▶ **PROVIDED PASSAGE**
Documents found in this filing:

  1. 8-K
  2. Ex-4.1
  3. Ex-4.1

Washington, D.C. 20549




Pursuant to Section 13 or 15(d) of the Securities Exchange Act of 1934

Date of Report (Date of earliest event reported): May 4, 2012


(Exact name of registrant as specified in its charter)



New York 0-14818 14-1541629
(State or other jurisdiction of
incorporation or organization)
(Commission file number) (I.R.S. Employer
Identification No.)

38 Corporate Circle,
Albany, New York 12203
(Address of principal executive offices)

(518) 452-1242
(Registrant’s telephone number, including area code)

Not Applicable
(Former name or former address, if changed since last report)


Check the appropriate box below if the Form 8-K filing is intended to simultaneously satisfy the filing obligation of the registrant under any of the following provisions:

o Written communications pursuant to Rule 425 under the Securities Act (17 CFR 230.425)
o Soliciting material pursuant to Rule 14a-12 under the Exchange Act (17 CFR 240.14a-12)
o Pre-commencement communications pursuant to Rule 14d-2(b) under the Exchange Act (17 CFR 240.14d-2(b))
o Pre-commencement communications pursuant to Rule 13e-4(c) under the Exchange Act (17 CFR 240.13e-4(c))




On May 4, 2012, Trans World Entertainment Corporation (the “Company”) entered into a First Amendment to the Credit Agreement (the “Credit Agreement”) with Wells Fargo Bank, National Association (“Wells Fargo”), as administrative agent, under which the lenders party thereto committed to provide up to $75 million in loans under a five-year, secured revolving credit facility (the “Credit Facility”). The Credit Agreement amends the Company’s existing Amended and Restated Revolving Credit Agreement dated as of April 15, 2010. As part of the amendment, the Administrative Agent, Collateral Agent, Swingline Lender and Issuing Bank was transferred from Bank of America to Wells Fargo.



The commitments by the lenders under the Credit Facility are subject to borrowing base and availability restrictions. Up to $15 million of the Credit Facility may be used for the issuance of letters of credit and up to $10 million of the Credit Facility may be used for the making of swing line loans.


Interest under the Credit Facility accrues, at the election of the Company, at a LIBO Rate or Prime Rate, plus, in each case, an Applicable Margin, which is determined by reference to the level of Availability as defined in the Credit Agreement, with the Applicable Margin for LIBO Rate loans ranging from 2.25% to 2.75% and the Applicable Margin for Prime Rate loans ranging from 0.75% to 1.25%. In addition, a commitment fee ranging from 0.375% to 0.50% is also payable on unused commitments.


The Credit Facility is secured by a first priority security interest in substantially all of the assets of the Company, including inventory, accounts receivable, cash and cash equivalents and certain other collateral of the borrowers and guarantors under the Credit Facility (collectively, the “Credit Facility Parties”) and by a first priority pledge of equity interests in certain of the Company’s subsidiaries.

▶ **SUPPLIED ENTRIES**
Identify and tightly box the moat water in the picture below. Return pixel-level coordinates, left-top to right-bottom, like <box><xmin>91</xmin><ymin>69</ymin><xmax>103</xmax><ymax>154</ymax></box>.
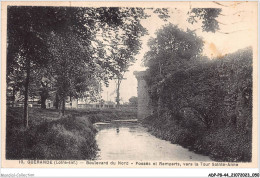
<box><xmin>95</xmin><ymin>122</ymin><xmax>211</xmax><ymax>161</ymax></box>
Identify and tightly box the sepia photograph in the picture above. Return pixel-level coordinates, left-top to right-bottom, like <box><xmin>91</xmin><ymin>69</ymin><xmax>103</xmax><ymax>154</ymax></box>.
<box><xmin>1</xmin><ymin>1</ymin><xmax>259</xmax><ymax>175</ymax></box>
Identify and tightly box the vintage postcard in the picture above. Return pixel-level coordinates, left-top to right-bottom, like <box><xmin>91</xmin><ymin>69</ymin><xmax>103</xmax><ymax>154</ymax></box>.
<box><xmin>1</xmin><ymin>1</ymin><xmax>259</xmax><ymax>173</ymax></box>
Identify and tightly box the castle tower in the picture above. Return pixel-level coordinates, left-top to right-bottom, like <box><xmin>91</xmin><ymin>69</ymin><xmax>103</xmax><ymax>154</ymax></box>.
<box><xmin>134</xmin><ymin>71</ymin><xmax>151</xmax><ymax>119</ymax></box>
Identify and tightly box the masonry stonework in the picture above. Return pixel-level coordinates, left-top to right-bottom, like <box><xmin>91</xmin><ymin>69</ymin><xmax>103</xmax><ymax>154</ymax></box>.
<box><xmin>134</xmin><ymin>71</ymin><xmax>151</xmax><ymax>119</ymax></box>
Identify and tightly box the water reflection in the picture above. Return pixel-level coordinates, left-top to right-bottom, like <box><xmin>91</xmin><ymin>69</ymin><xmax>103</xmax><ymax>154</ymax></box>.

▶ **REQUESTS**
1. According to the filing, why is Wells Fargo, rather than Bank of America, now the administrative agent under the credit facility? Answer in one to three sentences.
2. Print the filing's text starting at "(Commission file number)" and ending at "including area code)".
The data come from a separate source unrelated to the filing.

▶ **EXPECTED RESPONSES**
1. The First Amendment to the Credit Agreement, entered into on May 4, 2012, moved the roles of Administrative Agent, Collateral Agent, Swingline Lender and Issuing Bank from Bank of America to Wells Fargo.

2.
(Commission file number) (I.R.S. Employer
Identification No.)

38 Corporate Circle,
Albany, New York 12203
(Address of principal executive offices)

(518) 452-1242
(Registrant’s telephone number, including area code)